* Work item
Starting at the line below with "street lamp post in the picture above." and stopping at the line with "bear in the picture above.", please print each line exactly, those two included, and skip every picture.
(Beginning of Record set)
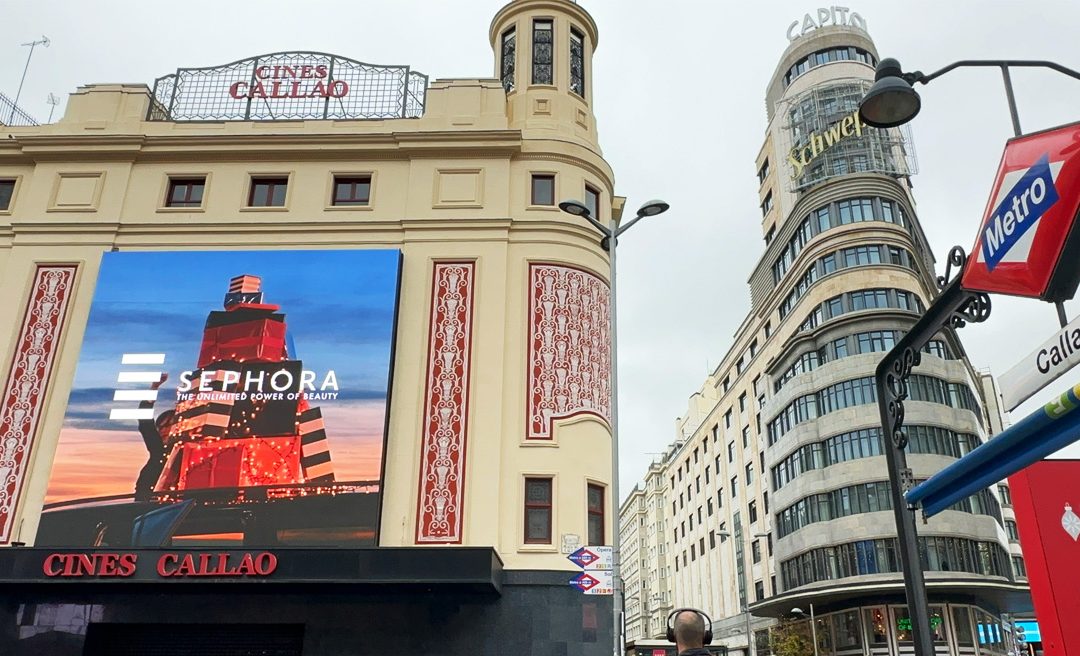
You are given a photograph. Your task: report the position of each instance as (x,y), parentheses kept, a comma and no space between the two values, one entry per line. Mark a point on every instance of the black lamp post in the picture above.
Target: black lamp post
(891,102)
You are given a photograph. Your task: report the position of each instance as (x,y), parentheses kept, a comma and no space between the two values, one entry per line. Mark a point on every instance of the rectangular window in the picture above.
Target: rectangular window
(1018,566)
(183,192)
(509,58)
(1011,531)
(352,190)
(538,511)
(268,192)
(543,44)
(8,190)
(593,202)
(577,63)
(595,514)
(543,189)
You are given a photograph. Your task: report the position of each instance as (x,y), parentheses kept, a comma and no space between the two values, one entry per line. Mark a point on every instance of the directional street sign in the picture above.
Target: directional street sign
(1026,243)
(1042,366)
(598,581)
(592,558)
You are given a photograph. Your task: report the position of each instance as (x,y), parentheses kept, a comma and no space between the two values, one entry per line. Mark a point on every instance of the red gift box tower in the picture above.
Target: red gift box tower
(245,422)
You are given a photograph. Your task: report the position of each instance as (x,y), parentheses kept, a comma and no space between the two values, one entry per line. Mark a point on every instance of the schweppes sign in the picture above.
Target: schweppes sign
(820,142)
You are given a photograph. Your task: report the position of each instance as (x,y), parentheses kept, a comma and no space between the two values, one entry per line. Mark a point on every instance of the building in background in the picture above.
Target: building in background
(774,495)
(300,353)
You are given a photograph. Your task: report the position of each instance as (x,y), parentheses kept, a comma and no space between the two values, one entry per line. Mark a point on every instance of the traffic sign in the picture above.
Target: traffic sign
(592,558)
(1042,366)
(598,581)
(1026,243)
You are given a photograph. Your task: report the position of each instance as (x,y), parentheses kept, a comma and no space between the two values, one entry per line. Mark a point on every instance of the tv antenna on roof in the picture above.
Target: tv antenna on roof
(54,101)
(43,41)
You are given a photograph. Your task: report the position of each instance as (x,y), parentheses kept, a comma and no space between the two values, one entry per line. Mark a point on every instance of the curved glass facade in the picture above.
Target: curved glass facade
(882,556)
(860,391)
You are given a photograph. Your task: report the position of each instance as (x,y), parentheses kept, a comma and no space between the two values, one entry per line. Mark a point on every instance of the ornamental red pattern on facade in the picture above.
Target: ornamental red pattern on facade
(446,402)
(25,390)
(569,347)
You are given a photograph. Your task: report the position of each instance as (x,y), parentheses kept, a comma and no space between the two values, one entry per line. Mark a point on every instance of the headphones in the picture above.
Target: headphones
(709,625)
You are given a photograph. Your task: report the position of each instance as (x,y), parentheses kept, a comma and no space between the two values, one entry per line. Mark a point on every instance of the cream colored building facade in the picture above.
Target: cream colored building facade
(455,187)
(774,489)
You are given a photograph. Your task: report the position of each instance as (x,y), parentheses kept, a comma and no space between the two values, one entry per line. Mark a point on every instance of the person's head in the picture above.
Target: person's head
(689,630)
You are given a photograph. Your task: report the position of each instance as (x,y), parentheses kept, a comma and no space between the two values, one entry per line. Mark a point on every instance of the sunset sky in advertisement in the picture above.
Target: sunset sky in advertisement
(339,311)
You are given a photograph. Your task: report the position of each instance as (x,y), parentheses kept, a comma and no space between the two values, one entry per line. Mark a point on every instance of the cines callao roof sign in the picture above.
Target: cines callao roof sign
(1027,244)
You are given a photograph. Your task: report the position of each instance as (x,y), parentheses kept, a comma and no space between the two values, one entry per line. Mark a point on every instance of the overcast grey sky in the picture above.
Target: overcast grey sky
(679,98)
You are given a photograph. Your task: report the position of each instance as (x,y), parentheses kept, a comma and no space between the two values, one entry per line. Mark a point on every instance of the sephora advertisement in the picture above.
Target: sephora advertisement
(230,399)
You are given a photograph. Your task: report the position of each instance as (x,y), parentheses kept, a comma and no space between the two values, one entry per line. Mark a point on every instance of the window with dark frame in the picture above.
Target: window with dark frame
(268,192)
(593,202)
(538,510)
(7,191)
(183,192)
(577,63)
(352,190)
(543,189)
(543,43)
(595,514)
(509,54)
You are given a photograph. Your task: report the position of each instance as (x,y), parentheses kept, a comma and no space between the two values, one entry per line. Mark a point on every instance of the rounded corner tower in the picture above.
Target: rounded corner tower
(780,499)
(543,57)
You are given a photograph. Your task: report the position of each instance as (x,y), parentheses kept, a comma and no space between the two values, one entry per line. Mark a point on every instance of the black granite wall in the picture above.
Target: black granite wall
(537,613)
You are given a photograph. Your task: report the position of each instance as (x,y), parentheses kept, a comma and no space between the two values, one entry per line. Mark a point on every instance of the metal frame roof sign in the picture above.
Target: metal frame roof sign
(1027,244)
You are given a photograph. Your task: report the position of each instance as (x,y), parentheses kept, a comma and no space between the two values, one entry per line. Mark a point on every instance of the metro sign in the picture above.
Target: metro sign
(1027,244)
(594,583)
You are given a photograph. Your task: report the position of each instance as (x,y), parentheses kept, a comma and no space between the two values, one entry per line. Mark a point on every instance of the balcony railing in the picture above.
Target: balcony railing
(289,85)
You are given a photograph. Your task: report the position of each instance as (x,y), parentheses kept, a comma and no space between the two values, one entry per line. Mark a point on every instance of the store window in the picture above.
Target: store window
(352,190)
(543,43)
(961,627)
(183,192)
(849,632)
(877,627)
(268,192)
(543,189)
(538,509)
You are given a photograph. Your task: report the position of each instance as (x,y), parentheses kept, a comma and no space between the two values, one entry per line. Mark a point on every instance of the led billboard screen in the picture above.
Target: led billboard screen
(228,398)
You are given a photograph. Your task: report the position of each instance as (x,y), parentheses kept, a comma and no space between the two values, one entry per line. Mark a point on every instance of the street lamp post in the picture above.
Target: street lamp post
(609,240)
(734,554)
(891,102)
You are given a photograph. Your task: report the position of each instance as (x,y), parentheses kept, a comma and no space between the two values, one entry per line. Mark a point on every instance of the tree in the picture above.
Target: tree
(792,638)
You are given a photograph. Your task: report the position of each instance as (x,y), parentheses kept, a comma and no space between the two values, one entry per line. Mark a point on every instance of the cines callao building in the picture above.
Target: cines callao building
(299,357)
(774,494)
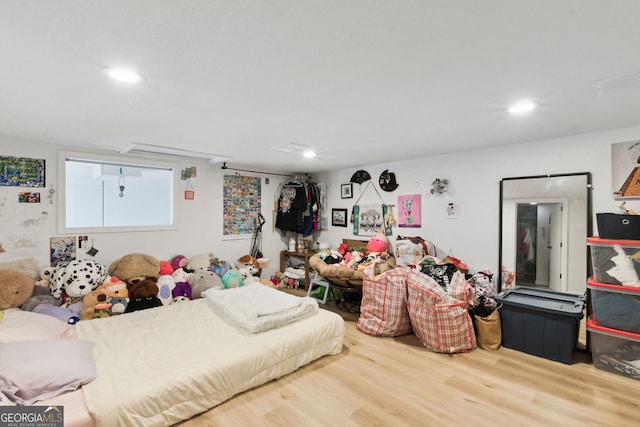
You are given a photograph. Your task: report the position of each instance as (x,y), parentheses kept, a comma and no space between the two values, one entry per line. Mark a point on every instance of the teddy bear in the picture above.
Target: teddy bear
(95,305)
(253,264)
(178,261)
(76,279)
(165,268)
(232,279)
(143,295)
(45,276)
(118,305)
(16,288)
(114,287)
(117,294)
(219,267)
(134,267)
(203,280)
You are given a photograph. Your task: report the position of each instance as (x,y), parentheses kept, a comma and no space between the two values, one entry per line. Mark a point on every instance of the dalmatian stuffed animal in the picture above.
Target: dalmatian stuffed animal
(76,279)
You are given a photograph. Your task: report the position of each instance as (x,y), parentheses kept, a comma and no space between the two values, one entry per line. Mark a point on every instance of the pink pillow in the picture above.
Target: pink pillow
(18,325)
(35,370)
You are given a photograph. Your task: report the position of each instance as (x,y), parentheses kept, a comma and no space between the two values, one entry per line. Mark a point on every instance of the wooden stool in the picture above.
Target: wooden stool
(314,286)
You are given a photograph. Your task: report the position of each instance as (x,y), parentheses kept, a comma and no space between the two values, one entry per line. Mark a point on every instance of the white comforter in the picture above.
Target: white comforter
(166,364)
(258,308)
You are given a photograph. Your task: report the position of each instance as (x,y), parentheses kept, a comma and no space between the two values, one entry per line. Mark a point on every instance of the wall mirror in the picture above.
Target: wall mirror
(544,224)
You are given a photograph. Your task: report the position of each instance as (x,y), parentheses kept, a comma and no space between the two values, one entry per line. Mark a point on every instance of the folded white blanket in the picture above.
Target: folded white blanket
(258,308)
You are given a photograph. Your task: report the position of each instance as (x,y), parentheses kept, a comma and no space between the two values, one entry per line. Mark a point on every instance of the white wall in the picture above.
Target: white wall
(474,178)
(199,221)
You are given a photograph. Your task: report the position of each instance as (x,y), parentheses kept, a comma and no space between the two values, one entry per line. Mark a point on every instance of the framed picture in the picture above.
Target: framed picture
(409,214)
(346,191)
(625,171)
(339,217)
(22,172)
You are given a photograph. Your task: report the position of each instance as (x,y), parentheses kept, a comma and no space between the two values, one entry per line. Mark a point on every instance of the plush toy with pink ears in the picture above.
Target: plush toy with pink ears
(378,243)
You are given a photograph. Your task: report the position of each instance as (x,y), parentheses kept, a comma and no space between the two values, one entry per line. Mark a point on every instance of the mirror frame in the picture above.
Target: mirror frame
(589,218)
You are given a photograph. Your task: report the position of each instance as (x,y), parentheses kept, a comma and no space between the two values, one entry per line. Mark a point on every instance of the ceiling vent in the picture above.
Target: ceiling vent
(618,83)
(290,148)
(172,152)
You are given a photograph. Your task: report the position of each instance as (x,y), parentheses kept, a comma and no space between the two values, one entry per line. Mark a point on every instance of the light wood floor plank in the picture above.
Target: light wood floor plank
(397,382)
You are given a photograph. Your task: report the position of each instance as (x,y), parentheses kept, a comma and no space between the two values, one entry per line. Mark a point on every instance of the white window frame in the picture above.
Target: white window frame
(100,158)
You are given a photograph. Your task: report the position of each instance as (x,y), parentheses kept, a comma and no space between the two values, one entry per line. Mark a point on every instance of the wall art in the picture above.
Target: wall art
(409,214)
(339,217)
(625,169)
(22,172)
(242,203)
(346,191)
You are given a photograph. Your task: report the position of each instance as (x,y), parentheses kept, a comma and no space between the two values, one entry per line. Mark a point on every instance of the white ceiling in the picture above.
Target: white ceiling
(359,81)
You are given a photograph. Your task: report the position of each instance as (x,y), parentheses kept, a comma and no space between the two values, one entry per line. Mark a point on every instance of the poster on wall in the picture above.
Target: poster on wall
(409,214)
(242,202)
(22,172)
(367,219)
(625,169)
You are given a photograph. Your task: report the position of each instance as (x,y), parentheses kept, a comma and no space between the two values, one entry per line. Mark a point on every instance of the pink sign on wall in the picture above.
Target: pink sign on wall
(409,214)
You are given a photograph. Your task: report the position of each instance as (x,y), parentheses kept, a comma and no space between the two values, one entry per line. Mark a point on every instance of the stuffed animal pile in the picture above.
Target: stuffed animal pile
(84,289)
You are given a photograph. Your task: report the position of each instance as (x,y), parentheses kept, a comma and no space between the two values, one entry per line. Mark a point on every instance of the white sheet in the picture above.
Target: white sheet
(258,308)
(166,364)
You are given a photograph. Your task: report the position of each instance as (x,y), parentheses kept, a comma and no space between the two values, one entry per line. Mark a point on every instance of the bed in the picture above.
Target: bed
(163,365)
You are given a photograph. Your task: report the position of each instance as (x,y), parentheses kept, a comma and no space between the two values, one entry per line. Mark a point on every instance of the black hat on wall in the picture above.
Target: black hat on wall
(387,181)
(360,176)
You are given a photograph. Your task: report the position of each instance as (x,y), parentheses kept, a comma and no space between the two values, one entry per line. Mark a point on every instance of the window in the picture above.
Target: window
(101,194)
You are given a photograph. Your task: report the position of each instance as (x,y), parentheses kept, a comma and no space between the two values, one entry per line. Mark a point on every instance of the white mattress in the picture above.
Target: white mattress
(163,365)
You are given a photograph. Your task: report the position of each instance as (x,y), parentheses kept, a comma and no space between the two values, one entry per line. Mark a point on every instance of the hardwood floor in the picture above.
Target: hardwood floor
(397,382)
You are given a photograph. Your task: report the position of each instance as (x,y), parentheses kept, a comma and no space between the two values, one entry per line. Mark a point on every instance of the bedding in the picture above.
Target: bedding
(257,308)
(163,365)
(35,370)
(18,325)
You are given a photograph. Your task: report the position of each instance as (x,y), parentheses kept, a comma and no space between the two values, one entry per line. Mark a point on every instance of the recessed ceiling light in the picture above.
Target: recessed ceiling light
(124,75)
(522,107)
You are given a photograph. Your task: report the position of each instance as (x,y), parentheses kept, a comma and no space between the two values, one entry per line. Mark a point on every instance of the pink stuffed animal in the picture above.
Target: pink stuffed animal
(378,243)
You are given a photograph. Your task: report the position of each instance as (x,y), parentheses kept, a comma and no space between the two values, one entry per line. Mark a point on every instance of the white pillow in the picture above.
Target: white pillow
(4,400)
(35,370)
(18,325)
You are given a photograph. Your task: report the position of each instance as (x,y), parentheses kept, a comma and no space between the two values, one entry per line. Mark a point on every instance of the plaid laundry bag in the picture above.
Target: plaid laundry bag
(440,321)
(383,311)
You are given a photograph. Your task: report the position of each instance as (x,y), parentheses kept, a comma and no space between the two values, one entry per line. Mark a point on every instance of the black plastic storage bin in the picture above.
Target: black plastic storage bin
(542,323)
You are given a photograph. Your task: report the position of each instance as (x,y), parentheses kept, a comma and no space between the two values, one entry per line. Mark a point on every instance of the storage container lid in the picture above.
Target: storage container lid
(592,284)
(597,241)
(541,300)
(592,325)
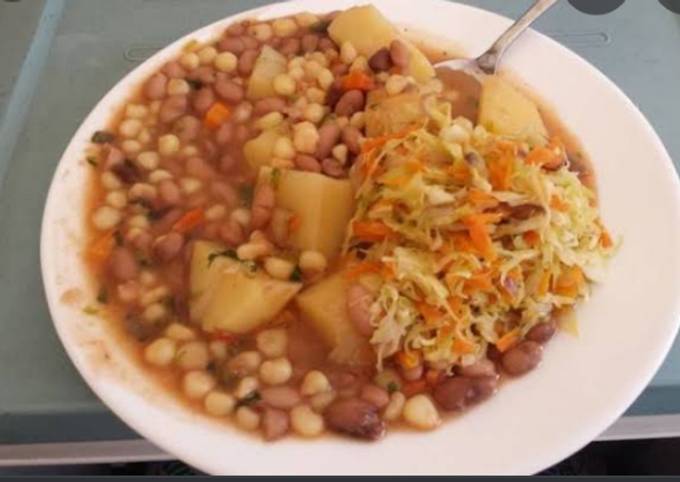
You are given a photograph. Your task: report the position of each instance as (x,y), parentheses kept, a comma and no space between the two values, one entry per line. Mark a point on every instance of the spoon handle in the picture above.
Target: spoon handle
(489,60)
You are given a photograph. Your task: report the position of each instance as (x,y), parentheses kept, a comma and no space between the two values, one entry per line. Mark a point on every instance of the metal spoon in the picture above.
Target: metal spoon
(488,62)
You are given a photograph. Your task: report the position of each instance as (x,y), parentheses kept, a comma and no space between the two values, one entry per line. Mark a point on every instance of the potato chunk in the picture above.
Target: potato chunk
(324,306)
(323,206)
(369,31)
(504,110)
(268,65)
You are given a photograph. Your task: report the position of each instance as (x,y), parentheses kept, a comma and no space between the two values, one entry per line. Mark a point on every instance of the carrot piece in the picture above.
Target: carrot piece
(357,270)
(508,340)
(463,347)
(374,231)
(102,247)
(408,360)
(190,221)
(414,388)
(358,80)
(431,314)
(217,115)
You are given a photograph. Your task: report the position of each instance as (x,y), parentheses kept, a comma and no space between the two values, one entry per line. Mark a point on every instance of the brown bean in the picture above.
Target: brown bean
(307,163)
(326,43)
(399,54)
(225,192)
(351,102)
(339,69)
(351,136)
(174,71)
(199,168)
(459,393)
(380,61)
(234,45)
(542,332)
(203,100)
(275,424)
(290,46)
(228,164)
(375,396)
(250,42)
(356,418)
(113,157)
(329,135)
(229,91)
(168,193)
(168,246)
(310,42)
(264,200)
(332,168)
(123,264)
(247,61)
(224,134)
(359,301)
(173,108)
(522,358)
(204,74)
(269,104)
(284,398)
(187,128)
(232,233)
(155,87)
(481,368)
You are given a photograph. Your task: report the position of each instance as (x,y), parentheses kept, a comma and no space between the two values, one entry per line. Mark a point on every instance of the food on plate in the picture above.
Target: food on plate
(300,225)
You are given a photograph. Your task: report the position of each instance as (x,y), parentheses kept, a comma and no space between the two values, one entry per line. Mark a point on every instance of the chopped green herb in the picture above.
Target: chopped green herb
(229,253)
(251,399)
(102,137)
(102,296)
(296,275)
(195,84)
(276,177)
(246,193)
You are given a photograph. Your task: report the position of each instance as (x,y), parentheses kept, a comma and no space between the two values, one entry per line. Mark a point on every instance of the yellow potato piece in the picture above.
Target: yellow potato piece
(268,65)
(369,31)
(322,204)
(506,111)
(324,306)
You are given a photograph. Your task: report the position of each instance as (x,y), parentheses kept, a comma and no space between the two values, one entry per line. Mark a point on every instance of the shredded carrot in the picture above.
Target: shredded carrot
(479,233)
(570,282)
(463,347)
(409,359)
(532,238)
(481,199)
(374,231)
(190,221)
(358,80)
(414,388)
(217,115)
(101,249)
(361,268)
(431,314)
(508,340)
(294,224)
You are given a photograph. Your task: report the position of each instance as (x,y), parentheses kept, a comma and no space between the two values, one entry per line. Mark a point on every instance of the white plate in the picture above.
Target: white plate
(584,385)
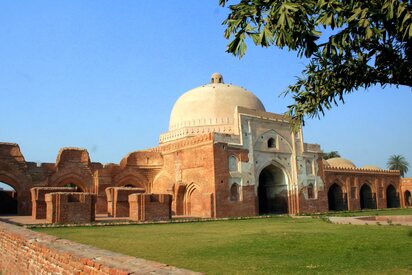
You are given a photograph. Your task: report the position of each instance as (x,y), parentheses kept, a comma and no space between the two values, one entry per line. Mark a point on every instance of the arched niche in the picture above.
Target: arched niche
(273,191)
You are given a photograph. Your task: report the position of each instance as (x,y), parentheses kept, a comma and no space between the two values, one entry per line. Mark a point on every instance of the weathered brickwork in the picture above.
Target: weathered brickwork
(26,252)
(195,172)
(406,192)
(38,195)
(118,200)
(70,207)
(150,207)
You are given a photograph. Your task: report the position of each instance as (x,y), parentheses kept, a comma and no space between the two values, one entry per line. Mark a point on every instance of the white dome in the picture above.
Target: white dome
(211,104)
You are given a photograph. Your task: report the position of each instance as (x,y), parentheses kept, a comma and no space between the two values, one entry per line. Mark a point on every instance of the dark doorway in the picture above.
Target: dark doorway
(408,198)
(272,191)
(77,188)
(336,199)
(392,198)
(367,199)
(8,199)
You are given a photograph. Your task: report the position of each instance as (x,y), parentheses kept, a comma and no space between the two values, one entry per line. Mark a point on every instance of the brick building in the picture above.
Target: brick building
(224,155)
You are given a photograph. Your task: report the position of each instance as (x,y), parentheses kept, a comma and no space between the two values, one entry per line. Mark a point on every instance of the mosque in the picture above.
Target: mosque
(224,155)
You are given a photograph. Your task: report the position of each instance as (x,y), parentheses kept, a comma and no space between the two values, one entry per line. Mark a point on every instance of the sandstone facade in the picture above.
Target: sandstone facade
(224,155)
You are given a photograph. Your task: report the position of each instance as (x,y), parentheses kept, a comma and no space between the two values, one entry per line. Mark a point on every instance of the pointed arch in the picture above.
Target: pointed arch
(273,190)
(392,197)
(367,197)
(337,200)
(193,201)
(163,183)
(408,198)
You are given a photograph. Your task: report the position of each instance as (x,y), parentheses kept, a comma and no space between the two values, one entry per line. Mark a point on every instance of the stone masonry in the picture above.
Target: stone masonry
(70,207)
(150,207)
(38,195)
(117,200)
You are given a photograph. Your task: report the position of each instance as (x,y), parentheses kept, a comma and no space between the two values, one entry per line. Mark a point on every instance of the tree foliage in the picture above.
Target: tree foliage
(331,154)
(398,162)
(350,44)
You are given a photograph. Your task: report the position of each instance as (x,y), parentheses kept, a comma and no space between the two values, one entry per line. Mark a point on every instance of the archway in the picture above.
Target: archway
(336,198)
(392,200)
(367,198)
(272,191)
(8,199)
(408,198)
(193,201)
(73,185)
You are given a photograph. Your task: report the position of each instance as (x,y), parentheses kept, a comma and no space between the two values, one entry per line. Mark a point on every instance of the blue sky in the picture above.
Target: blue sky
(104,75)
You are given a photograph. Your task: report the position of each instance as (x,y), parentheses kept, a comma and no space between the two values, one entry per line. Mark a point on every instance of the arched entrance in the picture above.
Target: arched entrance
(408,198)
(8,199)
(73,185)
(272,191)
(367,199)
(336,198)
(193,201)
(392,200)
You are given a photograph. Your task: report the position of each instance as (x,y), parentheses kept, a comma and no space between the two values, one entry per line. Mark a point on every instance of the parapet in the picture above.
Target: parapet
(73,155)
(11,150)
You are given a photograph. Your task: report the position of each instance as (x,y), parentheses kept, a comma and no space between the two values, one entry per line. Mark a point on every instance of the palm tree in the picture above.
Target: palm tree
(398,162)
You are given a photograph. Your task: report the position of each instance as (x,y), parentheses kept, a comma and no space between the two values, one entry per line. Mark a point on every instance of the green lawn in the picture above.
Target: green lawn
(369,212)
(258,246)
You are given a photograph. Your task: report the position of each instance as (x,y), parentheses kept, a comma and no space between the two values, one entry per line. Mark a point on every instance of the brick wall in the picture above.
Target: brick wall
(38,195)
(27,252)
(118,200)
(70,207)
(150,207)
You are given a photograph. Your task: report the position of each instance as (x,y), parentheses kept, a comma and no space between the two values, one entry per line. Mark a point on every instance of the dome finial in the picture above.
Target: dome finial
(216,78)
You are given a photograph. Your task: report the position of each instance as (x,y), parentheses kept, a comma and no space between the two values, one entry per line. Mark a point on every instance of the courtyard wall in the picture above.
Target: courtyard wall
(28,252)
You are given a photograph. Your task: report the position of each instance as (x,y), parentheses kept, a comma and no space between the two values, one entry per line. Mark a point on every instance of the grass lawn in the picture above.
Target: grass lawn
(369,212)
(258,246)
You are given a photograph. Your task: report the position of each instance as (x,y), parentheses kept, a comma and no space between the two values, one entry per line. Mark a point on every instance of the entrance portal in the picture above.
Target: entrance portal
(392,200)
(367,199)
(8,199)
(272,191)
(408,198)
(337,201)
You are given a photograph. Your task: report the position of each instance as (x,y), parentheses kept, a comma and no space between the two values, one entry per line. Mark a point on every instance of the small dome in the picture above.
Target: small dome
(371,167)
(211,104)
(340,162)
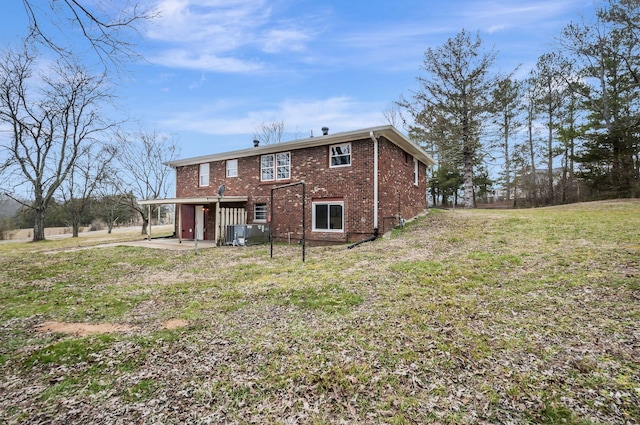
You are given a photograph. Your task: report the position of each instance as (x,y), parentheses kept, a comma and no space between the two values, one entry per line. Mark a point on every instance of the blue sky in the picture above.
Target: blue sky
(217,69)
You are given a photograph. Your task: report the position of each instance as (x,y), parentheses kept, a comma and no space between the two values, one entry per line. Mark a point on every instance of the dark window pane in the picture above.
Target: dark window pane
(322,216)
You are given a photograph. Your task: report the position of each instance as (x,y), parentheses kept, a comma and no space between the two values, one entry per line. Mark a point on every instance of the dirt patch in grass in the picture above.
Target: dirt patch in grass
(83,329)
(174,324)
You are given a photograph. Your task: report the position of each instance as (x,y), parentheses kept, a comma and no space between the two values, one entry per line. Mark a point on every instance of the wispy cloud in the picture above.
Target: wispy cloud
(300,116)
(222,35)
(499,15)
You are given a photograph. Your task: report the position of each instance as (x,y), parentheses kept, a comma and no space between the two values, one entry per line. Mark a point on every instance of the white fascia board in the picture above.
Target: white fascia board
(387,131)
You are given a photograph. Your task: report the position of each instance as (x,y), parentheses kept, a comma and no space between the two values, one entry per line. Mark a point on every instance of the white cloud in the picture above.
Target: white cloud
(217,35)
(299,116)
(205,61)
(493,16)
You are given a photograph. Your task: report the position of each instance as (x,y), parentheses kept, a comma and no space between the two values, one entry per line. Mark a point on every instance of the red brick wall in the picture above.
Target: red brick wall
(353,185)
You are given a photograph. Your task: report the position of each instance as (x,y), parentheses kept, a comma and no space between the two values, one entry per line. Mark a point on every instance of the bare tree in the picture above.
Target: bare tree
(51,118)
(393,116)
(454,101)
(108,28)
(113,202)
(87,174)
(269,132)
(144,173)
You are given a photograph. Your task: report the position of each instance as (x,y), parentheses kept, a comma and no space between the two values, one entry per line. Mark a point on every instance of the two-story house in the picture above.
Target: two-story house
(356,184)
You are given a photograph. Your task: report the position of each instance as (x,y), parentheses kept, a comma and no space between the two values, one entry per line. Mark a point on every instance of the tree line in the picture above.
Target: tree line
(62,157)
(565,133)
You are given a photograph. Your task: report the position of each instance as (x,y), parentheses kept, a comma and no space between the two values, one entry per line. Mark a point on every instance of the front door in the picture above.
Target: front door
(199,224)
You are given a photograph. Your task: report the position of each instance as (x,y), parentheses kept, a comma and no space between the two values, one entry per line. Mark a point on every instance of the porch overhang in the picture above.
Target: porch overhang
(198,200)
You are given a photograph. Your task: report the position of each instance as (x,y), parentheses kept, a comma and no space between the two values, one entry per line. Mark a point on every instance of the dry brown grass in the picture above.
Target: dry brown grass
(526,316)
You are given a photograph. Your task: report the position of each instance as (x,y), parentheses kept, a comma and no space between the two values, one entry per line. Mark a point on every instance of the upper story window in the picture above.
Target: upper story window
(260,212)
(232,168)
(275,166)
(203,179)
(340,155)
(End of Record set)
* Task answer
You are given a photograph. Your task: report the position of each instance as (x,y), parentheses kept, a comma and no space between the two values, one entry per line. Mark a point on every instance of the street lamp post in the picture above.
Target: street lamp post
(609,240)
(734,554)
(891,102)
You are given a photograph. Your task: report the position of each instance as (x,y), parentheses kept, a comma and no space between the two values, one entry per line. Mark a point on every instance of the tree in the picture above.
Target: tree
(792,638)
You are given a photograph. Your task: report the position of each instance as (x,y), parentheses kept, a comma and no space between the two values, one entry per line. Mark a point on every instance of the cines callao building in the picture above.
Target: cines callao building
(299,357)
(774,494)
You are given a photograph. Your task: report the position of each instance as (x,y), parentheses kept, a comma and no space between the two values, one entry per line. Mark a point on every instance of the teddy bear in the picture above.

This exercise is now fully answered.